TO DO ::
1. Answer from the blog post below on robots and Google Goggles:
(a) In which city and country is the conference to be held?
(b) How many commonplace objects was the system trained on?
(c) Who at Google assisted the Berkeley team?
2. List every example of an appropriate destination for decluttered objects given in the paper's introduction quoted in the blog post below on robots and Google Goggles.
3. Using the blog post below on robots and Google Goggles, decide whether each statement agrees with it. Answer yes or no and quote the deciding words.
(a) The paper was submitted to an IEEE conference on robotics and automation.
(b) The project relied on the standard, unmodified version of Google Goggles.
(c) The paper's introduction warns that a cellphone might end up in the trashcan.

EXCERPTED TEXT ::
Robots Search Google Goggles to Pick New Things Up

Some days Google seems like it’s more of a science fiction factory than a search engine, developing products like driverless cars, and augmented reality glasses. An academic project at Berkeley adds another element to the mix – Robots. Robots that can help pick up commonplace objects around your home, and put them in their proper places.

A paper submitted to the IEEE International Conference on Robotics and Automation, to be held in Karlsruhe, Germany on May, 2013, describes the role that Googles visual search queries plays in helping robots understand the objects that they might try to pick up, before they do. In Cloud-Based Robot Grasping with the Google Object Recognition Engine, we’re told about cloud-based robots that can view objects, and send queries about them to version of Google Goggles on the cloud to learn more about those objects and the best way to grasp them.

Google Goggle’s is Google’s visual search app, which enables you to take photographs and send them to Google to potentially perform facial recognition searches, OCR searches for text in images, product and bar code recognition, recognizing landmarks and places and named entities, and more. I spent a few hours at my Mom and Dad’s house a couple of weekends ago taking pictures of almost every photo and painting they had on their walls, and seeing if Google Goggles recognized any of them.

Another feature that the visual search engine is capable of is recognizing objects, and the Berkeley team, with the assistance of James Kuffner of Google, appears to have achieved a goal that had eluded them in the past with the use of Google Goggles. From the paper’s introduction:

One as-yet unachieved goal of robotics and automation is an inexpensive robot that can reliably declutter floors, tables, and desks by identifying objects, grasping them, and moving them to appropriate destinations such as shelves, cabinets, closets, or trashcans.

Errors in object recognition can be costly: an old chocolate bar could be mistaken for a cellphone and moved to the charging station, or vice versa — a cellphone could be placed in the trashcan. The set of objects that may be encountered in an unstructured environment such as a home or office is essentially unbounded and dynamically grows as our increasingly capitalist global economy designs new products to satisfy demand from consumers (and shareholders).

The project used a customized version of Google Googles to perform object recognition, training the system on 15 commonplace objects that tend to be around a home, such as a bar of mustard, an air freshener, and a bar of soap.

When I was writing about the future of search being spoken and visual queries not long ago, I hadn’t anticipated that some of those searchers might not even be human.

Share

22 thoughts on “Robots Search Google Goggles to Pick New Things Up”

  1. Amazing. I can’t help but wonder what would happen if you had one of these AND a Roomba? Would they fight each other? Who patrols the floorspace? Would a dollar on the floor be trash or an object to pick up and place on the counter?

DATASET EXCERPT ::
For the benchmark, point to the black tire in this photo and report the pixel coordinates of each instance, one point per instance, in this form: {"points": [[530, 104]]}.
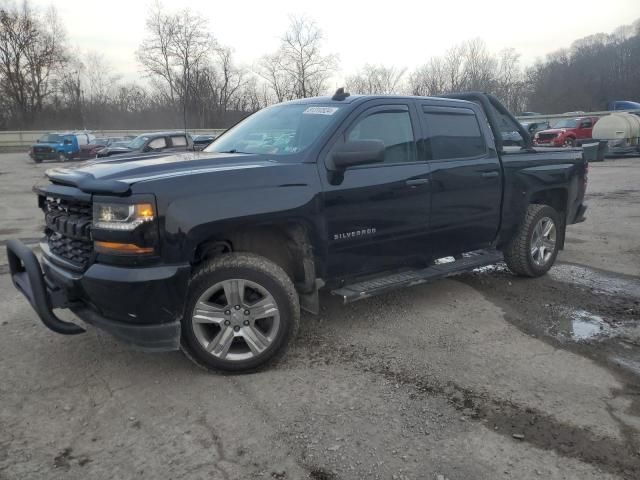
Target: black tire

TASK RESULTS ::
1.
(a) Karlsruhe, Germany
(b) 15
(c) James Kuffner

2. shelves, cabinets, closets, trashcans

3.
(a) Yes: "A paper submitted to the IEEE International Conference on Robotics and Automation"
(b) No: "The project used a customized version of Google Googles to perform object recognition"
(c) Yes: "a cellphone could be placed in the trashcan"